### Text under study
Topher did come back to see Martin – more than 50 times according to the official record. He has some good memories of the experience and some uneasiness about it.

‘Outside of his office was incredibly clumsy and awkward for me and a number of others, but inside the office was completely informal, completely like a haven. It felt safe. Felt welcoming … I found that it’s really messed up my thinking in terms of: that was comfortable but all this other stuff happened.’

Though he has no specific memories of the ‘other stuff’ that happened, Topher can recall surrounding occurrences that suggest that Martin was sexually abusing him during the counselling sessions. For instance, Topher said, ‘I have a vague memory of tucking myself in while racing out the door’.

After he left high school, Topher continued to see Martin regularly at Martin’s home. They kept in contact for several years. Then when Topher was in his early 20s he called up Martin and had what would turn out to be their final conversation.

‘He said to me, “Look, we’ve got an unhealthy co-dependent relationship. You don’t know me. People only tell you what they want you to know. And you’re better off with me being dead”.’

A short while later Martin committed suicide and the truth came out. It was a painful and confusing time for Topher. He’d come to Martin as a lost boy, desperate for a male role model in his life, and Martin had come to play that role. This messed with Topher’s head to the point, he said, where Martin ‘and my real dad have been confused within my mind’.

As well as associating Martin with his father, Topher personally identified with him. This caused psychological havoc when Topher discovered that Martin was a paedophile.

‘My internal dialogue, my internal thinking, was very dark. Looking back now it’s very disturbing. I certainly didn’t like myself at all. I certainly saw myself to be closely knitted to him as really akin, I use that word: that I was akin to him. So for that whole 10, 20 years I felt terrified that – well if I felt so close to him I was terrified I was going to turn into the same kind of monster that he was.’

Topher has since learned through therapy that such feelings are a normal part of the confusion that arises from child sexual abuse, but at the time he was so frightened of being seen as a monster that he buried his memories and barely mentioned his experiences to anyone.

His memories, however, would not stay buried. Several years after Martin’s death, Topher was at work one day, reading an online article about child sexual abuse, when suddenly he broke down.

‘For some reason it just set me off. I just broke down there at work, and my colleagues just kicked me out the door and said, “Go to the gardens, go for a walk, call the employment assistance program” … So I called them and booked in and started getting counselling until I could get organised to see the therapist I’m now seeing who specialises in this area.’

Therapy helped Topher to feel strong enough to take the next step in his healing process, which was to contact the Anglican diocese. He was impressed with their response. They arranged to pay for his therapy, encouraged him to speak to a lawyer and gave him the contact details for a police intelligence officer.

Topher reported his experiences to police and they added his statement to their intelligence files. He also spoke to a lawyer who is currently helping him to pursue further negotiations with the Anglican Church. Throughout the process Topher has been supported by friends and family, including his wife who accompanied him to his session with the Royal Commission.

‘I feel very fortunate. I’ve got a really supportive family and friend network. I’m very thankful for that. I know others in my situation have had less and not survived at all. So I’m very thankful to have the support around me that I do have.’

### About this exercise
In the account of Topher's experience, how many times did he come back to see Martin, according to the official record? The material that comes next is drawn from a separate source.

### Records supplied
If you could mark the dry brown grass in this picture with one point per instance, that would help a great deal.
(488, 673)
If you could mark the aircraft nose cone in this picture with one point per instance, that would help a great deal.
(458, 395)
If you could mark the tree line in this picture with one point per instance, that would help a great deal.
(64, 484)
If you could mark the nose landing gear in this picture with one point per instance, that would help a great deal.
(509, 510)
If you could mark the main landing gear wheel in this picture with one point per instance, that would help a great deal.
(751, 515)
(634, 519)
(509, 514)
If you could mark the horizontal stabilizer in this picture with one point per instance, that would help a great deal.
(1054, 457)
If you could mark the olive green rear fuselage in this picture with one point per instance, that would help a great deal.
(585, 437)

--

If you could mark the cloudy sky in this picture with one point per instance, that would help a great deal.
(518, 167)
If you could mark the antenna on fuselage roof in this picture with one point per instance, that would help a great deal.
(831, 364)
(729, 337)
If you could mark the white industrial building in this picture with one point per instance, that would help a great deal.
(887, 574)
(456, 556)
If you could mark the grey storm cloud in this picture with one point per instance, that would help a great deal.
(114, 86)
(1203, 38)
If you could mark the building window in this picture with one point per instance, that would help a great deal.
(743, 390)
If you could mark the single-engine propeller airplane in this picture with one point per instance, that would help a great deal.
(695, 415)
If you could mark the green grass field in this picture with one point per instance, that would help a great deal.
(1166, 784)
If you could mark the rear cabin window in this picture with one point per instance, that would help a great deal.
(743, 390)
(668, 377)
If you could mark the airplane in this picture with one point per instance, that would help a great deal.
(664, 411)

### Task result
More than 50 times.